TASK DESCRIPTION: Copy out the records below word for word, omitting the pictures.

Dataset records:
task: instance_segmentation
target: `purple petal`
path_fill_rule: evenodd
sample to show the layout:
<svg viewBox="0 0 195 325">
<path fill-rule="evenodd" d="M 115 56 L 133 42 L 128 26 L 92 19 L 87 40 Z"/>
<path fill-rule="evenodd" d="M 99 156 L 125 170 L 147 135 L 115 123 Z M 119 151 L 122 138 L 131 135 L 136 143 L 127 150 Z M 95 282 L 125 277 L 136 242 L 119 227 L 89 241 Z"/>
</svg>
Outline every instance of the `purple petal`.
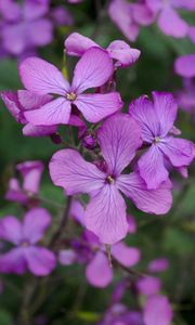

ANSWER TO THE TASK:
task: instance_segmentation
target: `purple petal`
path_fill_rule: evenodd
sample to show the layout:
<svg viewBox="0 0 195 325">
<path fill-rule="evenodd" d="M 115 56 L 133 42 L 128 26 L 92 19 L 87 40 Z"/>
<path fill-rule="evenodd" d="M 99 156 L 125 170 L 147 135 L 115 123 Z M 119 151 L 122 138 L 131 135 L 136 143 L 127 150 Z M 95 282 L 125 277 L 136 242 L 119 227 L 89 241 Z"/>
</svg>
Outline every instance of the `purple petal`.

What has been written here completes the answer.